Problem to solve — Rewrite all of the entries below, putting "where precisely is" in place of every "where exactly is" and leaving the rest untouched.

Input rows —
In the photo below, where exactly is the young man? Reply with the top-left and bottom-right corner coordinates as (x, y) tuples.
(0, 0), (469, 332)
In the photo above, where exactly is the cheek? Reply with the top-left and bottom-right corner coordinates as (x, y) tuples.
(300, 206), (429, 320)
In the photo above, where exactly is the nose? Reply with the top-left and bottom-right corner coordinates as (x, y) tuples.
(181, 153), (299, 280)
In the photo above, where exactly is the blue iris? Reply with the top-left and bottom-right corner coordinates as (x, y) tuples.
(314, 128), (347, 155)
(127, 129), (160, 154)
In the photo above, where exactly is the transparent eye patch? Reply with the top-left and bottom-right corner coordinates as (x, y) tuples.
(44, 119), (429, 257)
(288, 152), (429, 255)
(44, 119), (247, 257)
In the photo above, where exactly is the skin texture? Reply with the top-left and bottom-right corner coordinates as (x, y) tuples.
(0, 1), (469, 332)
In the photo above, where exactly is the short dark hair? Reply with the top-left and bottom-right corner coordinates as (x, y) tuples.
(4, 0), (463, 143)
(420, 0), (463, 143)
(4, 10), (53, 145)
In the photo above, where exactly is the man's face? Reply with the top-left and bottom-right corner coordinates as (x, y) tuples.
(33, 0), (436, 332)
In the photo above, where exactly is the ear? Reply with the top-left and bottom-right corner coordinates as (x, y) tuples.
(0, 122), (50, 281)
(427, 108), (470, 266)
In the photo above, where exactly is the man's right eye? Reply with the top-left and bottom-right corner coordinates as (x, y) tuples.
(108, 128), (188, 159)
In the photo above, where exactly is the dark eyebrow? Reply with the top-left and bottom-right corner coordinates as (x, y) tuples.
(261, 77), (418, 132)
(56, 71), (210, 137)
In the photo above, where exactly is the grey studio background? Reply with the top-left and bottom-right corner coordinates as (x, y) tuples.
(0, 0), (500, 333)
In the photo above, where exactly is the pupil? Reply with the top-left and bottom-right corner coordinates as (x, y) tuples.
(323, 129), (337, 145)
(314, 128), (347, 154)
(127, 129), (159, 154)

Full solution —
In the photo below, where precisely is the young man? Reply with the top-left and bottom-right corner coordinates as (x, y) tuples.
(0, 0), (469, 332)
In the photo above, where precisely is the cheek? Reply with the top-left and bottom-right corner coordinates as (x, y) tuples.
(300, 206), (429, 320)
In the photo above, where precisely is the nose? Reply with the top-left and bottom-right corner coordinates as (x, y) tuples.
(181, 153), (299, 280)
In the photo above, where precisely is the blue iris? Reply with the top-left and bottom-right corner coordinates as (x, y) tuples.
(314, 128), (347, 155)
(127, 129), (160, 154)
In the photo above, where precisely is the transparent eye patch? Reply with the top-left and bottom-right corner coordinates as (x, y) tuples.
(44, 119), (429, 257)
(288, 152), (429, 255)
(44, 119), (247, 257)
In the photo above, where precisely is the skin texture? Reply with the top-left and bottom-right corner coordinates as (x, y) tuples.
(0, 1), (469, 332)
In the photo above, where precisely is the short dark hair? Reply with the top-left and bottom-right corner coordinates as (x, y) tuples.
(4, 0), (463, 143)
(420, 0), (463, 143)
(4, 10), (53, 145)
In the photo above, where precisely is the man's face? Reply with the top-left and bottom-right corner coordinates as (x, y) tuples.
(33, 0), (436, 332)
In the photo above, where precisely is the ear? Reply with the top-left and bottom-right corner coordinates as (x, y) tuples.
(0, 122), (50, 281)
(427, 108), (470, 266)
In the photo above, where precisely is the man's right eye? Reply with the top-left and bottom-right corner coordinates as (x, y) tuples.
(108, 128), (188, 159)
In the photo above, where precisely is the dark eyebrow? Reply with the top-left and bottom-right corner coordinates as (x, y) tuples.
(261, 77), (418, 132)
(56, 71), (210, 137)
In the photo above, where precisely is the grey studio background? Reply with the top-left and bottom-right corner coordinates as (x, y) tuples.
(0, 0), (500, 333)
In the photo above, where precisely is the pupil? Reply with the top-left and bottom-right corner coordinates as (x, y) tuples.
(323, 129), (337, 145)
(314, 128), (347, 154)
(127, 129), (159, 154)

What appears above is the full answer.